• _DOCUMENT SEGMENT_:
=======

Fourth, "[w]illful or bad faith conduct can be understood as intentional or self-serving behavior." Miller, 2013 U.S. Dist. LEXIS 71451, at *10. Although the record does not indicate bad faith, Ohai's silence in the face of numerous case management orders and the Court's order specifically directing her to explain her failure to prosecute is indicative of willful or intentional conduct. This factor favors dismissal, albeit modestly.

As to the fifth factor, there is no basis for the Court to conclude that sanctions short of dismissal would be feasible or effective, particularly in view of Ohai's pro se status. See Briscoe, 538 F.3d at 262-63 (noting that pro se status of litigant meant expenses of unjustified motion practice could not be imposed on attorney). Additionally, Ohai's failure to develop her case in any manner eliminates the prospect of sanctions such as the use of evidentiary inferences. See Stover v. Eckenrode, 2005 U.S. Dist. LEXIS 32586, at *17 (E.D. Pa. Dec. 13, 2005) ("[A]dmitting certain evidence against [p]laintiff at trial would not be an effective sanction because it is unclear from the [c]omplaint what evidence [p]laintiff might seek to introduce."). No sanction short of dismissal would "mitigat[e] the prejudice caused by [the] dilatory behavior or delinquency" here. Hildebrand, 923 F.3d at 136.

As to the sixth factor, meritoriousness of the claims is decided on the pleadings. Id. at 137. Ohai's complaint asserted a series of claims under federal law, specifically the Employee Retirement Income Security Act ("ERISA"), 29 U.S.C. §§ 1001 et seq., and Georgia state law based on Aetna's allegedly improper reimbursement practices for out-of-network medical services. Similar federal claims asserted through the vehicle of the third amended consolidated complaint filed on behalf of the putative class plaintiffs were largely dismissed in 2015 (Civ. Action No. 07-3541, D.E. 1024), although a claim for unpaid benefits under ERISA was not tested on that motion to dismiss and therefore was permitted to proceed. But even if Ohai's complaint, taking all factual allegations therein as true, could be viewed as having made a plausible claim to relief under ERISA, she has not participated, and shows no indication of participating in the future, in any adjudication of her case on the merits.

=======

• _DATA UNDER STUDY_:
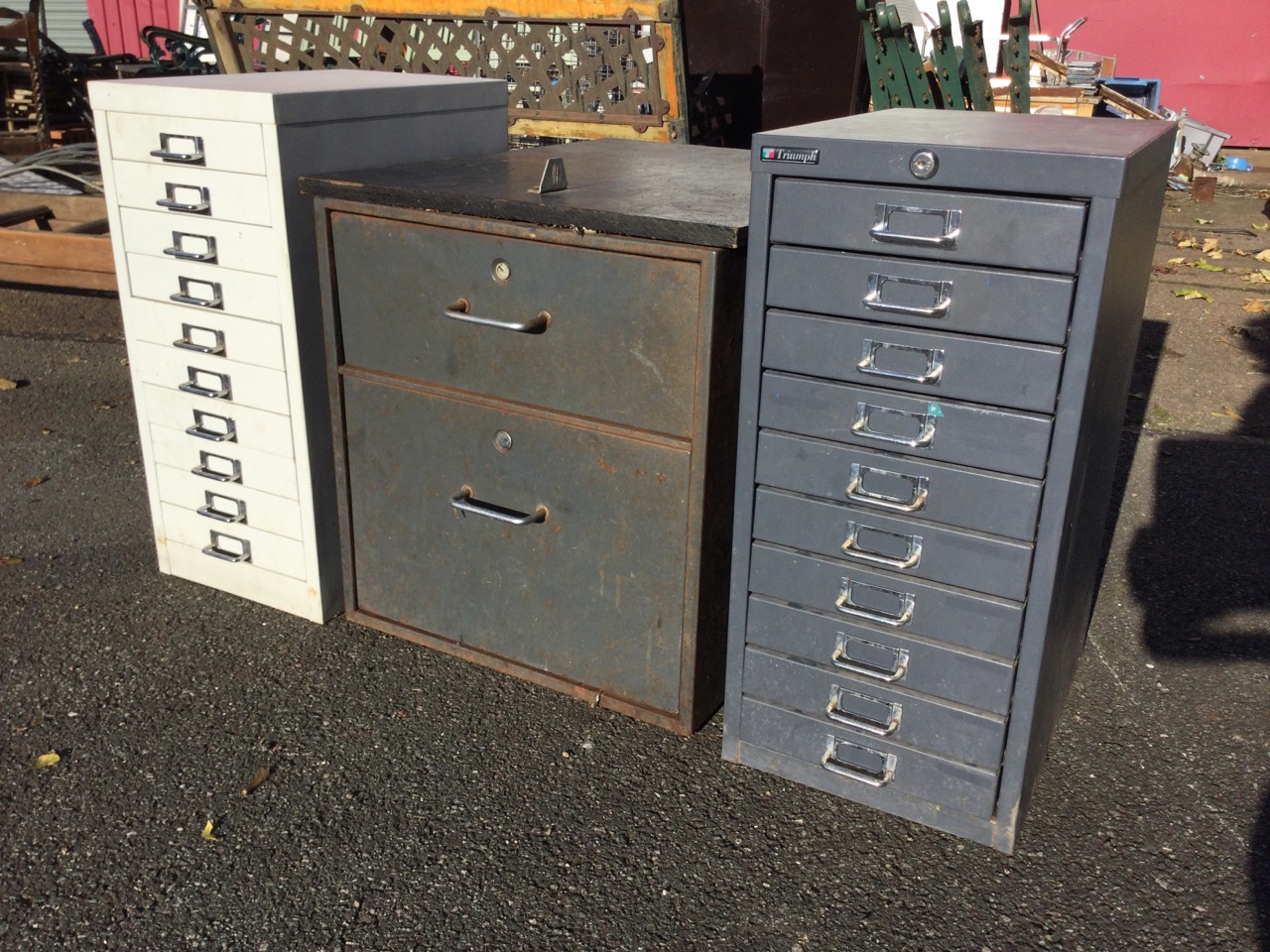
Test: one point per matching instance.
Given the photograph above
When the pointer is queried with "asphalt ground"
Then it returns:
(420, 802)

=======

• _EXPLORE THE MATERIAL_:
• a. In the court opinion excerpt, on what basis is the meritoriousness of the claims decided?
• b. Quote the court opinion excerpt, beginning at the words "As to the fifth" and stopping after the words "F.3d at 136.".
The rows have no connection to the court opinion excerpt.

• _SOLUTIONS IN ORDER_:
• a. It is decided on the pleadings.

• b.
As to the fifth factor, there is no basis for the Court to conclude that sanctions short of dismissal would be feasible or effective, particularly in view of Ohai's pro se status. See Briscoe, 538 F.3d at 262-63 (noting that pro se status of litigant meant expenses of unjustified motion practice could not be imposed on attorney). Additionally, Ohai's failure to develop her case in any manner eliminates the prospect of sanctions such as the use of evidentiary inferences. See Stover v. Eckenrode, 2005 U.S. Dist. LEXIS 32586, at *17 (E.D. Pa. Dec. 13, 2005) ("[A]dmitting certain evidence against [p]laintiff at trial would not be an effective sanction because it is unclear from the [c]omplaint what evidence [p]laintiff might seek to introduce."). No sanction short of dismissal would "mitigat[e] the prejudice caused by [the] dilatory behavior or delinquency" here. Hildebrand, 923 F.3d at 136.